--- SUPPLIED DATA ---
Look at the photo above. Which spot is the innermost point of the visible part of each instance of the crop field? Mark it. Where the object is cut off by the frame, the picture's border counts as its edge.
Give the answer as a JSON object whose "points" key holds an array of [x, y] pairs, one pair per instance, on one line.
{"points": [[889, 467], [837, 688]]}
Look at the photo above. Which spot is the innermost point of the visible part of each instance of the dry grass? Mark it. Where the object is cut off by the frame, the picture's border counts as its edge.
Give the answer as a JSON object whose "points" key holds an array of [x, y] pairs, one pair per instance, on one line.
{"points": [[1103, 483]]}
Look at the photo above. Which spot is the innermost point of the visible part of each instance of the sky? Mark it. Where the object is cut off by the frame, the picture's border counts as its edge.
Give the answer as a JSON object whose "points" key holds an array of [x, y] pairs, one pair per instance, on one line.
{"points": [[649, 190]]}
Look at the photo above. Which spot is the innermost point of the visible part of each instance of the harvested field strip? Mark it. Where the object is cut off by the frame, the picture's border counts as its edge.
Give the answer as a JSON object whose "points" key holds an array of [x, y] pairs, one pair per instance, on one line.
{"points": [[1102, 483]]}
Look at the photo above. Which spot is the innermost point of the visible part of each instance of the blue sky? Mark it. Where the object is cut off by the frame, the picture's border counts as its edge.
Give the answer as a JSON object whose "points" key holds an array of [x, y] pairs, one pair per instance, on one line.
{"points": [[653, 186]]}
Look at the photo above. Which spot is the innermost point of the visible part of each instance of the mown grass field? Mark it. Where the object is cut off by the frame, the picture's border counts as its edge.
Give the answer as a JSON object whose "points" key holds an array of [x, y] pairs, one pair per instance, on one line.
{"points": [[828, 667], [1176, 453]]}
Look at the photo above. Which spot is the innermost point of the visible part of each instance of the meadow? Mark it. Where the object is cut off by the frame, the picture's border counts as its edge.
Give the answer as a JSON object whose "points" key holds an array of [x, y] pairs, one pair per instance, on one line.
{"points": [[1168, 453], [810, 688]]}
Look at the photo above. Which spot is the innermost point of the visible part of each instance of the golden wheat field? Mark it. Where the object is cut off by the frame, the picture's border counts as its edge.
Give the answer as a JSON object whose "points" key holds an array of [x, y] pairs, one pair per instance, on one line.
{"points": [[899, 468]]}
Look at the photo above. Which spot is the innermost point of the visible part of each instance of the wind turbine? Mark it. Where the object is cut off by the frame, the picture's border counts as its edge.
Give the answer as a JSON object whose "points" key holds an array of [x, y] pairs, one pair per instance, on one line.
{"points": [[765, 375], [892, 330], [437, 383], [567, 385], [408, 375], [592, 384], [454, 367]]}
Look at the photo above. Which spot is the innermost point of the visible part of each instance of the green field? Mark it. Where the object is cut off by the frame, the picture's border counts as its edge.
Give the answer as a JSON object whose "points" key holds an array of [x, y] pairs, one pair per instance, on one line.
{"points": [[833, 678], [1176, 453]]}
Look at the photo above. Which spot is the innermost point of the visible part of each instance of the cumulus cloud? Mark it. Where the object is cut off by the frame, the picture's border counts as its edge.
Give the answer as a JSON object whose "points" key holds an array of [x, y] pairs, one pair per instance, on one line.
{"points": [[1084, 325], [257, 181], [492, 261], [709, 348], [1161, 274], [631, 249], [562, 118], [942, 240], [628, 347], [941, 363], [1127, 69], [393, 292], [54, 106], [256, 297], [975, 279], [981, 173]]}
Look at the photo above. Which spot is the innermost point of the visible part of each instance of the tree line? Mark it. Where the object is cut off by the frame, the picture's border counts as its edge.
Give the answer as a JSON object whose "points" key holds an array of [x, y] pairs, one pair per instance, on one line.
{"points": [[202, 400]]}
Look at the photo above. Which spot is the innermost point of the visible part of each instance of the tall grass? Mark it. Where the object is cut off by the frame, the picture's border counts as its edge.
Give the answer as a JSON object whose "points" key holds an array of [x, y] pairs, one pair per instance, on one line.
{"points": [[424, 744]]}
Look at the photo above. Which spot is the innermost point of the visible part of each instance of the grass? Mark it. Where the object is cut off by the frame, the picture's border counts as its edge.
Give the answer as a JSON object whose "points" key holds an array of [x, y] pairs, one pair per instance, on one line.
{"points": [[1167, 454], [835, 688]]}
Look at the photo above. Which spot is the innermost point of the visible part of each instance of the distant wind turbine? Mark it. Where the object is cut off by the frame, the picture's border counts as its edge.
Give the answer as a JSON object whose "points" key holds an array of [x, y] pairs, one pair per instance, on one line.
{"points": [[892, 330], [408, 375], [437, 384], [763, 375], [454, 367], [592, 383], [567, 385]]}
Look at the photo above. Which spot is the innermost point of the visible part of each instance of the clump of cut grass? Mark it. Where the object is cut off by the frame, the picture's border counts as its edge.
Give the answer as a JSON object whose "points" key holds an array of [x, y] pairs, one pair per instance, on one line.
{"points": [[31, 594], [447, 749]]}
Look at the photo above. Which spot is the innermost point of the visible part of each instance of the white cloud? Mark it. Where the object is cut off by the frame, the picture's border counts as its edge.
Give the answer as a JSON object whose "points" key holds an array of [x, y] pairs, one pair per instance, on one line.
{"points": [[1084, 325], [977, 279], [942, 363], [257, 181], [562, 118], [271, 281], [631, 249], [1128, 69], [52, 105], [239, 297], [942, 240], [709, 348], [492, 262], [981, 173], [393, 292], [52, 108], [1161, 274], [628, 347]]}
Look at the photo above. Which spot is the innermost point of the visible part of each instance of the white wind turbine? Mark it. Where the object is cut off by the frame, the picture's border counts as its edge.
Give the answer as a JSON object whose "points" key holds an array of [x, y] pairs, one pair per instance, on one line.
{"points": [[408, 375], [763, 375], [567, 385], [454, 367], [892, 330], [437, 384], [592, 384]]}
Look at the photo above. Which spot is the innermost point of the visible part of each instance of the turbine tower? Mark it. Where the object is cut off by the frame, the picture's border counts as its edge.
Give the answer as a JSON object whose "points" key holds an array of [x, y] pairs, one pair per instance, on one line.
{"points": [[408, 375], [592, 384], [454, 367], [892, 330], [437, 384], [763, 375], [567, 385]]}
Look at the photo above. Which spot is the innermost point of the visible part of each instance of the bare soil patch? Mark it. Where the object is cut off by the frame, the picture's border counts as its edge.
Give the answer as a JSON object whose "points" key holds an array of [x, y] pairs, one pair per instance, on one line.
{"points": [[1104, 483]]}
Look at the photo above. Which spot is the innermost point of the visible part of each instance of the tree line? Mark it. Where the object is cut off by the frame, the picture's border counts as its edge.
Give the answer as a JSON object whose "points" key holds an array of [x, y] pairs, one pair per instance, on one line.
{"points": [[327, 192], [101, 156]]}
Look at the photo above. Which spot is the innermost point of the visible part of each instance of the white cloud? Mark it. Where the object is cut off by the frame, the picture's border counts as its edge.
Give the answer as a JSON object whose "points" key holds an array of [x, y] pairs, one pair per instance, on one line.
---
Take every line from the one containing "of the bare" to the end of the listing and output it exactly, with nothing else.

### TASK RESPONSE
Look at the photo above. Which spot is the innermost point of the visible part of each instance of the bare soil patch? Mark it. Where the object is cut off by the frame, the picture's border counts as its edge.
Give the answer as a JSON object whose "points" key holds an array of [x, y] pairs, one pair per instance, on one line.
{"points": [[1104, 483]]}
Look at the photo above. Which spot is the innermost point of the visible part of each instance of the tree line? Mark it. Where the object is cut off by the frame, the picture's border counts as its edge.
Give the answer as a JSON object whose "points" key holds an array of [x, y] pairs, one pair per instance, on one line.
{"points": [[327, 192], [101, 156]]}
Look at the photo above. Which spot is the innermost point of the visible part of each instance of the white cloud? Mark it. Where the object is cut off by the frame, the picture's border counts as its edge.
Give the answer as a JSON object whose "points" key holds an array of [x, y] pairs, one pair per instance, on one line.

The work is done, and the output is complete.